## RECORDS SHOWN

================================

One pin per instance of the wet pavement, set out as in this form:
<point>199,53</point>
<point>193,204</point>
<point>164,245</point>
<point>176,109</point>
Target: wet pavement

================================

## TASK GOAL
Reproduce the items above, substituting "wet road surface" for each occurrence of "wet pavement", with nothing else altered.

## TASK RESULT
One pin per instance of the wet road surface, set out as in this form:
<point>199,53</point>
<point>193,204</point>
<point>164,245</point>
<point>176,109</point>
Target: wet road surface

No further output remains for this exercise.